Task goal: Continue the passage about the Buzz Foto photo agency, starting after its final sentence.

--- START OF Page excerpt ---

Photo agency based in Los Angeles, founded by Brad Elterman and Henry Flores

Buzz Foto is a photo agency based in Los Angeles, California, founded by photojournalists Brad Elterman and Henry Flores.

Buzz Foto is a producer and aggregator of editorial and creative photography, celebrity news and celebrity video footage. Buzz Foto has an online archive, a Media Grid based on Adobe Flash, of approximately one million images and digital assets.

Buzz Foto serves a large base of newspapers, magazines, web portals, television stations, book publishers, and e-media clients around the world.

Buzz Foto held the first modern day paparazzi exhibition at the Seyhoun Gallery in Beverly Hills, California, USA.

==History==
Buzz Foto was founded in 2006 by Brad Elterman and Henry Flores. In 2007, they debuted their brand "Paparazzi As An Art Form!" in a televised interview on Extra

Following that, ABC News did its first presentation on Buzz Foto. ABC presented the owners teaching a Parsons student, Justin Campbell. Campbell was ready for his first paparazzi experience on Stephen Colbert as Colbert made his way to his car after giving a presentation at a New York City Apple Inc. Store.

--- END OF Page excerpt ---
--- START OF Listed entries ---

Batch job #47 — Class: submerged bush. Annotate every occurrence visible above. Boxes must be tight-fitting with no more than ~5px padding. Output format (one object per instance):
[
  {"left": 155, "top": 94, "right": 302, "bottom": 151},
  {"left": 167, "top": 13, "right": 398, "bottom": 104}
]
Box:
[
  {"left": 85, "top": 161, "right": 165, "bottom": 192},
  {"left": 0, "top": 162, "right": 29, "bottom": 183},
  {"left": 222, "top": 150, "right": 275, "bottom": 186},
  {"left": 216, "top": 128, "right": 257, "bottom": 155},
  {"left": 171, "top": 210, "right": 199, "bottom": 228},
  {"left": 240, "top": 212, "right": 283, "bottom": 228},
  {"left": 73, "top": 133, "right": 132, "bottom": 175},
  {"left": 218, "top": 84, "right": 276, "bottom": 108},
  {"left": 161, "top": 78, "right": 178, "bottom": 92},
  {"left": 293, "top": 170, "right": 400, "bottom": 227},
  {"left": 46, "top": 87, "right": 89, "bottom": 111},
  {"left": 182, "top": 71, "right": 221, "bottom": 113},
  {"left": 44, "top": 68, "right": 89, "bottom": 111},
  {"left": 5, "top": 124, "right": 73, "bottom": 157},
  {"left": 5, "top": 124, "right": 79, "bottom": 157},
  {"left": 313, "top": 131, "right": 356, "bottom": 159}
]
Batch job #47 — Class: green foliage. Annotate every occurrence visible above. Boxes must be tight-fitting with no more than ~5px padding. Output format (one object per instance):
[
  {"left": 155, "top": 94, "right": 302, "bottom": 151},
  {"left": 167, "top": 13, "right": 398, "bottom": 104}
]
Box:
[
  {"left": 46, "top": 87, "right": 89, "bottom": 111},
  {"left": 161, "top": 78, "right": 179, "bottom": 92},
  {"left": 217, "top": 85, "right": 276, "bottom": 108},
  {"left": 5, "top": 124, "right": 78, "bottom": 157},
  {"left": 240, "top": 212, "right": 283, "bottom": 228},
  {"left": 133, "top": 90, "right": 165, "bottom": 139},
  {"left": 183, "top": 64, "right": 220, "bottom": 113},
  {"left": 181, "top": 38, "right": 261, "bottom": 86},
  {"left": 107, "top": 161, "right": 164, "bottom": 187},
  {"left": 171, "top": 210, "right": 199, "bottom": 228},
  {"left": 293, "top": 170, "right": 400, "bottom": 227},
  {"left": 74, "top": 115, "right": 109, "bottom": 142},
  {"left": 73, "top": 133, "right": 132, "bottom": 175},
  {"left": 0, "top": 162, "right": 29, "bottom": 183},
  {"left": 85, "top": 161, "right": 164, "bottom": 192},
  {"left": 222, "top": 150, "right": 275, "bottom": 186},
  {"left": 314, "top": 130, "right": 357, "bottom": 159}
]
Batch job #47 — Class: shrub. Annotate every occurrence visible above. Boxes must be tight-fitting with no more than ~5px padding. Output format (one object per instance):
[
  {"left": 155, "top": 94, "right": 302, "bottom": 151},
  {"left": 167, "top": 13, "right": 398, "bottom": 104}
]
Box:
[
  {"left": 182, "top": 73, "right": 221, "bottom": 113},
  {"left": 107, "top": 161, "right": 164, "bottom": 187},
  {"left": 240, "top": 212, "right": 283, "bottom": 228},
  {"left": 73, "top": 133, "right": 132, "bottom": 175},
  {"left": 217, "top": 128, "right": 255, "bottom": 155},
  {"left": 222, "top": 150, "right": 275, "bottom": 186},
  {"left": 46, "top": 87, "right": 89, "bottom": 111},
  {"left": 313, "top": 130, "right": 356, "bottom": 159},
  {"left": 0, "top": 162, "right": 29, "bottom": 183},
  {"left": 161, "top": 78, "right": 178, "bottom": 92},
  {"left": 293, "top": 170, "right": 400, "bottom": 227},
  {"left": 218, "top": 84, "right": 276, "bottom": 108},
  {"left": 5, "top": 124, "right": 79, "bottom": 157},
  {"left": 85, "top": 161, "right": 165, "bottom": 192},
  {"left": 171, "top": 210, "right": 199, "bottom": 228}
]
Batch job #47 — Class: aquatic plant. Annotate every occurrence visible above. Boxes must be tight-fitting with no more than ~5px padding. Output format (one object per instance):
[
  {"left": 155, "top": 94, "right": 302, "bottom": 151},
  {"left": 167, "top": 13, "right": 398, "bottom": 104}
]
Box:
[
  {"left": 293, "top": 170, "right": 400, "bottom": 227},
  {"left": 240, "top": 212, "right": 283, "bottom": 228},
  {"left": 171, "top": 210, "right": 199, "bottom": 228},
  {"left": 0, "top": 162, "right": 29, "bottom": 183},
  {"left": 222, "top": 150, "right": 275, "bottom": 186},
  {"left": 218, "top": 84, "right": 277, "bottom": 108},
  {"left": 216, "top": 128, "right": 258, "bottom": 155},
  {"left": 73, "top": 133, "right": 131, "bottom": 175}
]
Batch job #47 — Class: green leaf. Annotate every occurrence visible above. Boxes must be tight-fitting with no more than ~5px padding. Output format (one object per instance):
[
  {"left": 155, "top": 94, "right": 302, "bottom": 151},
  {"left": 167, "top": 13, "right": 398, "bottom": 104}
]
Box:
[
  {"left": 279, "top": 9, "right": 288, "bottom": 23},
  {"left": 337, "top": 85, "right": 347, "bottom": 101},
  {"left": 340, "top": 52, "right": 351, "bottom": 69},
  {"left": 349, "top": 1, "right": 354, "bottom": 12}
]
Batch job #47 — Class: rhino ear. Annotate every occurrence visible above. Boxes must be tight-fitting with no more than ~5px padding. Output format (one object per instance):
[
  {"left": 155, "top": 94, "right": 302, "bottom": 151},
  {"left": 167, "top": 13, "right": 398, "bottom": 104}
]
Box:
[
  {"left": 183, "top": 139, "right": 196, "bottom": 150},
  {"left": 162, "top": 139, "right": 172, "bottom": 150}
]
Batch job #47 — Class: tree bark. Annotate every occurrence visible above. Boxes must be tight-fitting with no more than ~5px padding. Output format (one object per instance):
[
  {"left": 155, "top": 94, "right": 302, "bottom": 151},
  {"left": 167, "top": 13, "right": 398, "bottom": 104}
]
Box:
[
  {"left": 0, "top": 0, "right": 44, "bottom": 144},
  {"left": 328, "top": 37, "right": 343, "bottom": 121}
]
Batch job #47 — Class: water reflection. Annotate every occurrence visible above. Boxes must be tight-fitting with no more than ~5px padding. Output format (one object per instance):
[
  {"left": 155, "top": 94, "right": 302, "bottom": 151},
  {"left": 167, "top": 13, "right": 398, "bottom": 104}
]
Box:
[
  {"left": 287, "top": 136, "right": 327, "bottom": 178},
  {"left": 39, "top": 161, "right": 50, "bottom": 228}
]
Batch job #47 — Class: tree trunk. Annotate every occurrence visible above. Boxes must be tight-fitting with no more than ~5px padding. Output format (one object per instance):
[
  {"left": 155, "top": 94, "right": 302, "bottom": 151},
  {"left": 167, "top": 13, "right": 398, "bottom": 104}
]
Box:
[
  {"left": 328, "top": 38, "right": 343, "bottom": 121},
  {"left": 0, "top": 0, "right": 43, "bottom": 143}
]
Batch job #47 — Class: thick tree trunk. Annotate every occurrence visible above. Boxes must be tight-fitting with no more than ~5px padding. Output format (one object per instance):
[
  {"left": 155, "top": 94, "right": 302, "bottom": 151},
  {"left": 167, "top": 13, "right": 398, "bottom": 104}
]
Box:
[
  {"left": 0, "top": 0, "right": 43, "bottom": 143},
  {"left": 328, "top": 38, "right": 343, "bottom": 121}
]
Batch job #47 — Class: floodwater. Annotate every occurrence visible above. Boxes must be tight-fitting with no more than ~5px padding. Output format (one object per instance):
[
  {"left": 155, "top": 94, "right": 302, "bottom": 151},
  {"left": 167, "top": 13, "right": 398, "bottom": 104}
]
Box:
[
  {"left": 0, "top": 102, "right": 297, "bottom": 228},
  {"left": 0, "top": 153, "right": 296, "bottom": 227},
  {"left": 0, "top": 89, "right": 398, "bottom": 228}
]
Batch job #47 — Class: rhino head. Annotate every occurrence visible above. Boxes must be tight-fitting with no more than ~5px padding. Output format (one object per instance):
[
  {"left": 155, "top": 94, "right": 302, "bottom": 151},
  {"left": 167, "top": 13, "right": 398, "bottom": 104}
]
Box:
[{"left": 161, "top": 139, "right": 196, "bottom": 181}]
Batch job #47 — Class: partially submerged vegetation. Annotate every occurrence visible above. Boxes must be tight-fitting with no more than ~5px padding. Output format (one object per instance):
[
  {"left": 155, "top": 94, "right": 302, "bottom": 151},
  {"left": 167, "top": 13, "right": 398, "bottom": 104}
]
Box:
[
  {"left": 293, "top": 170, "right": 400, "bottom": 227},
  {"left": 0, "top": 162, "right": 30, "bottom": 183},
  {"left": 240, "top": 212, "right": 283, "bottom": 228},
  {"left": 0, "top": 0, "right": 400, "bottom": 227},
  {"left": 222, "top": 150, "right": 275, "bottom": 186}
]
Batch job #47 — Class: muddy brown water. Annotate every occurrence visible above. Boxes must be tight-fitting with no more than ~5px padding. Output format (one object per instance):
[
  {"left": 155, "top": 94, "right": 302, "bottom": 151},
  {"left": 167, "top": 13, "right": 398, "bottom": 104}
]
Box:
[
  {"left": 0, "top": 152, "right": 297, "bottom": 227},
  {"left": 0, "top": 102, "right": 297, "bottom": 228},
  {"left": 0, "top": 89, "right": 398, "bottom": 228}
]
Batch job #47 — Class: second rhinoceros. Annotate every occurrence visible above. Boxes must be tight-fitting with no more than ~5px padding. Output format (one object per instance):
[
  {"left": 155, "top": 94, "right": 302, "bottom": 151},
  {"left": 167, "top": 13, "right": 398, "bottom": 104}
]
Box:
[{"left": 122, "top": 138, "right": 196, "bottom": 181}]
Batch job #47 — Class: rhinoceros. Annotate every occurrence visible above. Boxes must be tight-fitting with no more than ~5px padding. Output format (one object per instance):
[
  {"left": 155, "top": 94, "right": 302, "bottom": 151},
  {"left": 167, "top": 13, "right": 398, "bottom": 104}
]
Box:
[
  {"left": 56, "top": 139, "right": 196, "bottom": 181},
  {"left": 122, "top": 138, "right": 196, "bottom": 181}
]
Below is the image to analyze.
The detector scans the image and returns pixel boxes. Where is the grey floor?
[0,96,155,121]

--- END OF Listed entries ---

Exercise response:
In 2008, Buzz Foto was exhibited at the Seyhoun Gallery, owned by Maryam Seyhoun in West Hollywood, California, for its first paparazzi exhibition. Seyhoun jumped at the idea of featuring this type of art, because in her words, "It is art!"

Christine N. Ziemba, a correspondent for the Los Angeles Times, argued that "Paparazzi As An Art Form" may not fly, ending the article with "Don't laugh too hard. Andy Warhol's 'Gold Marilyn Monroe' now hangs at the Museum of Modern Art."

The First Modern Day Paparazzi Exhibition ran from February 16–21, 2008, during which ABC News did another interview with Elterman and Flores.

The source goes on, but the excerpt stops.